[What you will do]: Print out every line of the material exactly. Include no pictures.

[Data supplied]:
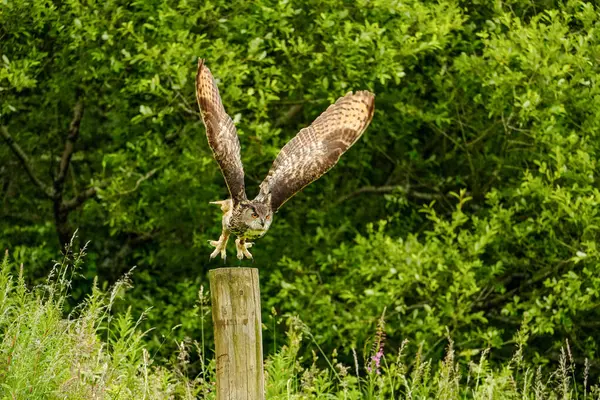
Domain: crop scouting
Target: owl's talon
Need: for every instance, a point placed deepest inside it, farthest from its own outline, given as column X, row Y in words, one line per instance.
column 220, row 246
column 242, row 249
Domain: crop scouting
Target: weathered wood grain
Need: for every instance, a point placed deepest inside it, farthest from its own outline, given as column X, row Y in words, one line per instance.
column 235, row 295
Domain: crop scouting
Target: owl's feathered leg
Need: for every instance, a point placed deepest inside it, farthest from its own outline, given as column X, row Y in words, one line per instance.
column 242, row 248
column 221, row 244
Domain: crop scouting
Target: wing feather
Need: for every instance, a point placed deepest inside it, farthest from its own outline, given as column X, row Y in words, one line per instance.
column 221, row 133
column 317, row 148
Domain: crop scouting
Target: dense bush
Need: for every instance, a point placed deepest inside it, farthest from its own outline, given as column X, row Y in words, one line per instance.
column 470, row 204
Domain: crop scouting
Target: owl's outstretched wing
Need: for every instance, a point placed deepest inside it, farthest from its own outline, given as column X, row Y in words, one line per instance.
column 317, row 148
column 221, row 133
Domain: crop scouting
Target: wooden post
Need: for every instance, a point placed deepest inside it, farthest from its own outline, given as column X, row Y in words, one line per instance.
column 235, row 296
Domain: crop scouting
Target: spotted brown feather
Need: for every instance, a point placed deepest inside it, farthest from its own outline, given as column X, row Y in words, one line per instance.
column 317, row 148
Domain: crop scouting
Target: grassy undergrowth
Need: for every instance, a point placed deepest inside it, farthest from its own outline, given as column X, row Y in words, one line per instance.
column 93, row 353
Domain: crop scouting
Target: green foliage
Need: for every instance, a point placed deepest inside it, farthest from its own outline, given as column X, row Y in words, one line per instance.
column 96, row 353
column 93, row 353
column 469, row 206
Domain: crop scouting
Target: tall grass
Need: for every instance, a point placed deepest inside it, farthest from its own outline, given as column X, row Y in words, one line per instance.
column 88, row 354
column 93, row 353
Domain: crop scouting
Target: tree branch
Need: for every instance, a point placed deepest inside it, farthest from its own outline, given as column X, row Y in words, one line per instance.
column 140, row 180
column 72, row 137
column 389, row 189
column 14, row 146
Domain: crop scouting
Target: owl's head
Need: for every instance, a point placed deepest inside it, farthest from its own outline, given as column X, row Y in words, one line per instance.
column 257, row 216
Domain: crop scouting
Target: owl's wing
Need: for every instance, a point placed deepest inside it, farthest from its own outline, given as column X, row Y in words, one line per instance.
column 221, row 133
column 317, row 148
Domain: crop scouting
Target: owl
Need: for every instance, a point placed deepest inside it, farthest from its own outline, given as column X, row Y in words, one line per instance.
column 304, row 159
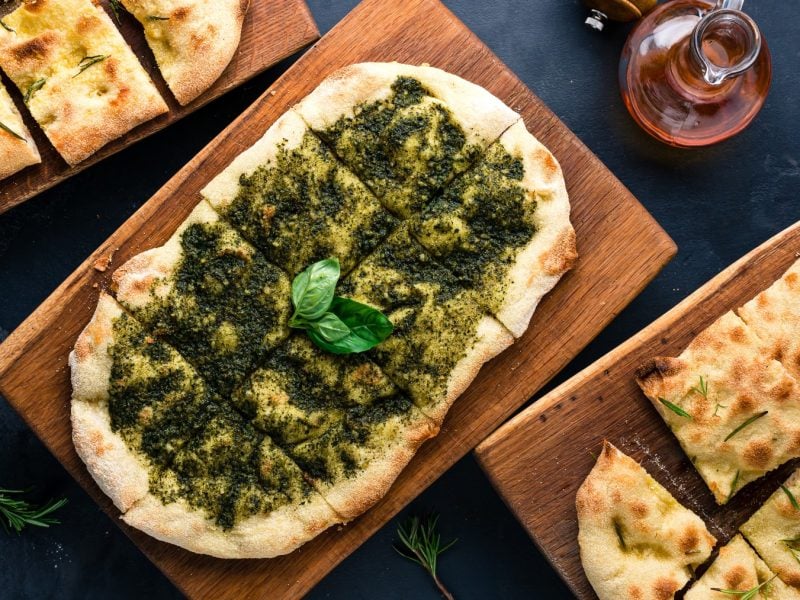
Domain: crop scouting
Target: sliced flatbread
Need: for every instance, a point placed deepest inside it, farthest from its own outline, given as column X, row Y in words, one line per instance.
column 774, row 531
column 441, row 335
column 339, row 418
column 736, row 572
column 294, row 201
column 636, row 541
column 405, row 130
column 504, row 227
column 774, row 315
column 17, row 148
column 735, row 411
column 192, row 40
column 211, row 295
column 181, row 466
column 80, row 80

[Task result]:
Domain: crop scouting
Target: owl's talon
Need: for every instance, a point placed deepest inside it, farthest from its own outline, given as column X, row Y in words, one line per instance.
column 220, row 246
column 242, row 249
Domain: crop scouting
Target: weathered wood grain
Need: for every instance, a point placed deepest inside it, farthest from its own outline, given as column X, row Y in words, one line per instance.
column 235, row 295
Domain: crop scouting
Target: owl's feathered leg
Need: for every instance, a point placed deepest inside it, farthest from its own outline, given as column X, row Y in words, one line per instance.
column 242, row 248
column 221, row 244
Domain: crop scouting
Target: wing feather
Need: for every instance, a point placed deepest inside it, farthest from its own outline, given as column X, row Y in words, one line per instance.
column 221, row 133
column 317, row 148
Domain: crop scouting
Target: dense bush
Need: for every instance, a point placed deepest inside it, farthest from its own outline, given as column X, row Y in words, one line per instance.
column 470, row 204
Domain: crop scouting
Target: owl's outstretched wing
Need: for every instance, a point placed deepest inside it, farthest from its own outline, given as column X, row Y in words, one line per instance.
column 317, row 148
column 221, row 133
Domain: crop scouting
Target: wooden post
Need: for every instance, a point placed deepest inside it, farthest from its own outline, given as column X, row Y in words, one line per instance.
column 235, row 296
Domain: crop scouting
Target: spotted brown feather
Need: for every instance, a point placed deepest inside it, farthest from its own outline, given as column X, row Y in words, one line per instance.
column 317, row 148
Domain: crop scouting
Target: grassy undergrowth
Need: for every instance, a point placed deepest inside it, farthest from its own outline, given as column X, row Y in words, one line per instance.
column 93, row 353
Domain: crop scouting
Target: green foliage
Need: for every instance, a point placed deepest inside it, farthest from its own outline, given as column X, row Y in words, one line per instance.
column 96, row 353
column 93, row 353
column 469, row 206
Domain: crop scouting
Target: tall grass
Need: for every instance, a point placed deepest inside it, farthest from its own outline, given as column X, row Y in words, one line per instance.
column 88, row 354
column 93, row 353
Domain: crop scouting
Target: tree branch
Need: for every instance, a point placed deepest inside it, farthest from its own outline, given as column X, row Y in words, one line per instance.
column 140, row 180
column 72, row 137
column 389, row 189
column 14, row 146
Domain: crop scouting
Target: owl's head
Need: for every instance, a point placed deepest inside it, farthest from its own outline, given as column X, row Y in words, one line per instance.
column 257, row 216
Domain: crop scouting
Target: owl's wing
Need: for every instance, a point placed deepest inside it, farthest from its own outline, given as column X, row Y in words, one line per instance.
column 221, row 133
column 317, row 148
Domain: crop scouting
Target: owl
Need: for every instance, a point placed deepest inside it, farthest from its own outline, given as column X, row Y in words, one line per instance.
column 304, row 159
Domain: crop scouting
Target: sliced flatbread
Need: for every instance, a point placed deepest inside it, farthest from its own outline, given as column X, row Y in words, one line per instance.
column 774, row 531
column 441, row 335
column 339, row 418
column 736, row 572
column 294, row 201
column 636, row 541
column 405, row 130
column 504, row 227
column 774, row 315
column 17, row 148
column 735, row 411
column 192, row 40
column 211, row 295
column 181, row 466
column 80, row 80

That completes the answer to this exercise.